● SHORT TASK
Reproduce each of the items below word for word, with nothing added or left out.

# # # # #

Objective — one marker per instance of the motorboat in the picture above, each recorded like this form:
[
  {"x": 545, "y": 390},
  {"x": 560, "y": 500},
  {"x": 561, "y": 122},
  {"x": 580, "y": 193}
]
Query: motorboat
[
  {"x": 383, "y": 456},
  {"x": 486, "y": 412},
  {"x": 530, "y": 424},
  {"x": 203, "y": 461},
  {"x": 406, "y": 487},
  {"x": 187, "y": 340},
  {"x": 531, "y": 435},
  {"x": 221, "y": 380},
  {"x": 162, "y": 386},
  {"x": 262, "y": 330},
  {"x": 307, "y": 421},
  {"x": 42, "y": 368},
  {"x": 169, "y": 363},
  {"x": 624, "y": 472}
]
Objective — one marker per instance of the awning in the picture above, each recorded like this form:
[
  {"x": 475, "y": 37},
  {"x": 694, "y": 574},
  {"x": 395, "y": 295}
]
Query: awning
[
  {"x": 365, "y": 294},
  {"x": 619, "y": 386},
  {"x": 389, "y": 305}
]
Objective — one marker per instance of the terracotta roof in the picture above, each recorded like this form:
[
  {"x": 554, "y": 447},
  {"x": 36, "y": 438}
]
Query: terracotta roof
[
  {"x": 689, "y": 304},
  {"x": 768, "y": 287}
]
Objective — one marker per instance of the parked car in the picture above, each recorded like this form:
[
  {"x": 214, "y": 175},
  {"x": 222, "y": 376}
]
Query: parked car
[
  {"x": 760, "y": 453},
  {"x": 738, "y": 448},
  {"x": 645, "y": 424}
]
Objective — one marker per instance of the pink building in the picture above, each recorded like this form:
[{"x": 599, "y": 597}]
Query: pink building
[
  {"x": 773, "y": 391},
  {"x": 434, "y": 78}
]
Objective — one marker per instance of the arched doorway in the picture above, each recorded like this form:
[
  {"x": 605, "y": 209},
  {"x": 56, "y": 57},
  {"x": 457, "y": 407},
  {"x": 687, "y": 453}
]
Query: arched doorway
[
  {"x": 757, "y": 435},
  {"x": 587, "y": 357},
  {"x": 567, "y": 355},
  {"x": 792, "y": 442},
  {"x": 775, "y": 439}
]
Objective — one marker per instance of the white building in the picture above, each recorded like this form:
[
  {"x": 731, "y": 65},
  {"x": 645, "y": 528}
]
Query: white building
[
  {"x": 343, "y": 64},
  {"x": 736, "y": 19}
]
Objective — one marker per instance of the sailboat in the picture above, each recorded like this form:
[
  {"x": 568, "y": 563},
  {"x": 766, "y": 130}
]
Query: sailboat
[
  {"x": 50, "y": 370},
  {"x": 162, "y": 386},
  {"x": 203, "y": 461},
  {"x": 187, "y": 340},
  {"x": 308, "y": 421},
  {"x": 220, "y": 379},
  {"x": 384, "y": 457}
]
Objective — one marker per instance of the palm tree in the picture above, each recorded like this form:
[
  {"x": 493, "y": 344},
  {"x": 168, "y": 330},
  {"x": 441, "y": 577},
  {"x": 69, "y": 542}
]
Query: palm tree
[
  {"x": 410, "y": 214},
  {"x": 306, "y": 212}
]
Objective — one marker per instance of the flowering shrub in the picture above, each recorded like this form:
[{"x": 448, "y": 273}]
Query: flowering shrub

# # # # #

● RESPONSE
Objective — one marker per instance of the motorboat in the picture above, each recorded like this form:
[
  {"x": 545, "y": 390},
  {"x": 560, "y": 500},
  {"x": 561, "y": 122},
  {"x": 580, "y": 193}
]
Query: motorboat
[
  {"x": 383, "y": 456},
  {"x": 486, "y": 412},
  {"x": 530, "y": 424},
  {"x": 203, "y": 461},
  {"x": 406, "y": 487},
  {"x": 187, "y": 340},
  {"x": 531, "y": 435},
  {"x": 221, "y": 380},
  {"x": 162, "y": 386},
  {"x": 262, "y": 330},
  {"x": 307, "y": 421},
  {"x": 42, "y": 368},
  {"x": 169, "y": 363},
  {"x": 624, "y": 472}
]
Objective — one marker per instance of the awning in the picture above, each recorded like this form:
[
  {"x": 475, "y": 37},
  {"x": 694, "y": 574},
  {"x": 395, "y": 295}
]
Query: awning
[
  {"x": 365, "y": 294},
  {"x": 619, "y": 386},
  {"x": 389, "y": 305}
]
Objective — one marker per instance of the terracotta roof in the picture above, each recorded like this form:
[
  {"x": 554, "y": 447},
  {"x": 36, "y": 438}
]
Query: terracotta roof
[
  {"x": 689, "y": 304},
  {"x": 768, "y": 287}
]
Objective — one marker per instance of the parked car in the picture above, each recorded like this form:
[
  {"x": 214, "y": 175},
  {"x": 222, "y": 376}
]
Query: parked car
[
  {"x": 760, "y": 453},
  {"x": 738, "y": 448},
  {"x": 645, "y": 424}
]
Objective — one marker per instance of the pink building in the picture above, each recorded like this form:
[{"x": 599, "y": 597}]
Query: pink building
[
  {"x": 773, "y": 391},
  {"x": 434, "y": 78}
]
Objective — one marker per instance of the arched doorway in the picture above, each recorded like this form:
[
  {"x": 605, "y": 209},
  {"x": 56, "y": 57},
  {"x": 457, "y": 407},
  {"x": 687, "y": 453}
]
Query: arched doorway
[
  {"x": 757, "y": 435},
  {"x": 587, "y": 357},
  {"x": 567, "y": 355},
  {"x": 792, "y": 442},
  {"x": 775, "y": 439}
]
Objective — one marker per instance of the white building in the picture above, each recorded like this form:
[
  {"x": 731, "y": 65},
  {"x": 645, "y": 528}
]
Query: white building
[
  {"x": 343, "y": 64},
  {"x": 736, "y": 19}
]
Objective — one marker per instance of the sailboat in the picture above, each recorded like this form:
[
  {"x": 568, "y": 563},
  {"x": 766, "y": 130}
]
Query: sailboat
[
  {"x": 50, "y": 370},
  {"x": 162, "y": 386},
  {"x": 203, "y": 461},
  {"x": 187, "y": 340},
  {"x": 308, "y": 421},
  {"x": 220, "y": 379},
  {"x": 384, "y": 457}
]
Objective — one marker per instance of the palm tree in the picture above, each recorded like this form:
[
  {"x": 493, "y": 344},
  {"x": 168, "y": 330},
  {"x": 441, "y": 577},
  {"x": 69, "y": 542}
]
Query: palm tree
[
  {"x": 410, "y": 214},
  {"x": 306, "y": 212}
]
Objective — one marker per instance of the flowering shrub in the picture above, each recorded like this form:
[{"x": 448, "y": 273}]
Query: flowering shrub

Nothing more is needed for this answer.